▸ **Extract**:

In March 2005, Ofori brought an action in the United States District Court for the Southern District of New York against AIG and its subsidiaries, alleging that he was (1) subjected to discrimination and retaliated against on the basis of his race, in violation of 42 U.S.C. § 1981 and New York State Human Rights Law, N.Y. Exec. Law § 290 et seq. (“NYHRL”), and (2) subsequently defamed by AIG. Defendants-appellees moved to dismiss Ofori’s claims under Federal Rule of Civil Procedure 12(b)(6), arguing that despite Ofori’s many contacts with the United States, neither Section 1981 nor the NYHRL applies to discriminatory conduct that took place outside the territory of the United States.
In an Opinion and Order dated September 20, 2005, the District Court concluded that “nothing in the text, structure, or history of Section 1981 indicates that Congress intended it to apply to events outside the territorial jurisdiction of the United States, and it is therefore presumed that Congress did not intend Section 1981 to apply extraterritorially.” See Ofori-Tenkorang v. Am. Int’l Group, Inc., No. 05 Civ. 2921, 2005 WL 2280211, at *6 (S.D.N.Y. Sept. 20, 2005). In reaching this conclusion, the District Court adhered to the Supreme Court’s teaching in EEOC v. Arabian American Oil Company (Aramco), 499 U.S. 244, 111 S.Ct. 1227, 113 L.Ed.2d 274 (1991), that courts must “look to see whether language in the relevant Act gives any indication of a congressional *300purpose to extend its coverage beyond places over which the United States has sovereignty or has some measure of legislative control,” and must adopt the presumption that “legislation of Congress, unless a contrary intent appears, is meant to apply only within the territorial jurisdiction of the United States.” Ofori-Tenko-rang, 2005 WL 2280211, at *5 (quoting Aramco, 449 U.S. at 248, 111 S.Ct. 1227).

Pointing dataset rows
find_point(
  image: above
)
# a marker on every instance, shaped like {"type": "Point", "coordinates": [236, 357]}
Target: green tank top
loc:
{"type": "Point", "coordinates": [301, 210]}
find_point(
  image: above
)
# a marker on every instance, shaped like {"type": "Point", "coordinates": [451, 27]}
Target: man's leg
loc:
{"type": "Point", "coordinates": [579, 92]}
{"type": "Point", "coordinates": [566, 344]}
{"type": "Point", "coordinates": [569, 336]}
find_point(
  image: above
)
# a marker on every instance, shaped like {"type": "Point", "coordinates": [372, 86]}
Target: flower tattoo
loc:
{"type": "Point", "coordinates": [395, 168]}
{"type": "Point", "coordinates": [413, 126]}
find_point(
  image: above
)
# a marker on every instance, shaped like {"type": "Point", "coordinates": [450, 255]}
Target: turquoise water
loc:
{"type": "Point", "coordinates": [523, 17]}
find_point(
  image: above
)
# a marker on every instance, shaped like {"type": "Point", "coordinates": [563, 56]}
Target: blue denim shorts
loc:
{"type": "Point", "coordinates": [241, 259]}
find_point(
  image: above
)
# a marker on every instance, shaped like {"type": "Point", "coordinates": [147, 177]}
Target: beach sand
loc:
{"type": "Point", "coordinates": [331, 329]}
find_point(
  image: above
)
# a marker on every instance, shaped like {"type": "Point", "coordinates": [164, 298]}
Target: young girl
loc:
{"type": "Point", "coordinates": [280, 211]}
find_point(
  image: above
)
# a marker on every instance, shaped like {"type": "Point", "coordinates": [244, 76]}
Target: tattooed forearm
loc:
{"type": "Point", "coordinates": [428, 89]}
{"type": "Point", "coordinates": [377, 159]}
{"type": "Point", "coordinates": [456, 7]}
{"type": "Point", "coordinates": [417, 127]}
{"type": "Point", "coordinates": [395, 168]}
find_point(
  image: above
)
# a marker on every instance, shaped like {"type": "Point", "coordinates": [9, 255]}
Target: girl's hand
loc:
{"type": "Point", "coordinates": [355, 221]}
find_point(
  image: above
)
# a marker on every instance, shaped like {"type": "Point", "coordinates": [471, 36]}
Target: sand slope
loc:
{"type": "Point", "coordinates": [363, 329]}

▸ **Task instructions**:
1. Which statutes and procedural rules does the court opinion excerpt cite? List them all.
2. According to the court opinion excerpt, what was the date of the District Court's Opinion and Order?
3. Write the next part of the court opinion excerpt, picking up after its final sentence.
These rows have no connection to the court opinion excerpt.

▸ **Results for each task**:
1.
- 42 U.S.C. § 1981
- New York State Human Rights Law, N.Y. Exec. Law § 290 et seq. (NYHRL)
- Federal Rule of Civil Procedure 12(b)(6)

2. September 20, 2005.

3.
The District Court specifically rejected Ofori’s contention that his Section 1981 claims should survive, notwithstanding that most of the allegedly discriminatory acts occurred in South Africa, because the “center of gravity” of his employment relationship with AIG was supposedly in the United States. Noting that in similar contexts “[w]here statutes do not apply extra-territorially, courts have rejected the application of a ‘balancing of contacts’ test to permit U.S. jurisdiction over foreign actions with substantial U.S. contacts,” the District Court concluded that “the fact that the alleged discrimination occurred outside the territorial jurisdiction of the United States is fatal to [Ofori’s] claim[s]” under Section 1981. Id. at *6-7.
Following its decision to dismiss Ofori’s Section 1981 claims with prejudice, the District Court declined to exercise supplemental jurisdiction over Ofori’s remaining state law claims. See 28 U.S.C. § 1367(c)(3) (permitting a district court to decline to exercise supplemental jurisdiction where “the district court has dismissed all claims over which it has original jurisdiction”). Those claims were dismissed without prejudice to their revival in state court.
II. Discussion
We review de novo a district court’s decision to grant a motion to dismiss under Federal Rule of Civil Procedure 12(b)(6), “accepting as true all facts alleged in the complaint and drawing all inferences in favor of the plaintiff.” Twombly, 425 F.3d at 106. “[A] complaint should not be dismissed for failure to state a claim unless it appears beyond doubt that the plaintiff can prove no set of facts in support of his claim which would entitle him to relief.” Conley v. Gibson, 355 U.S. 41, 45-46, 78 S.Ct. 99, 2 L.Ed.2d 80 (1957).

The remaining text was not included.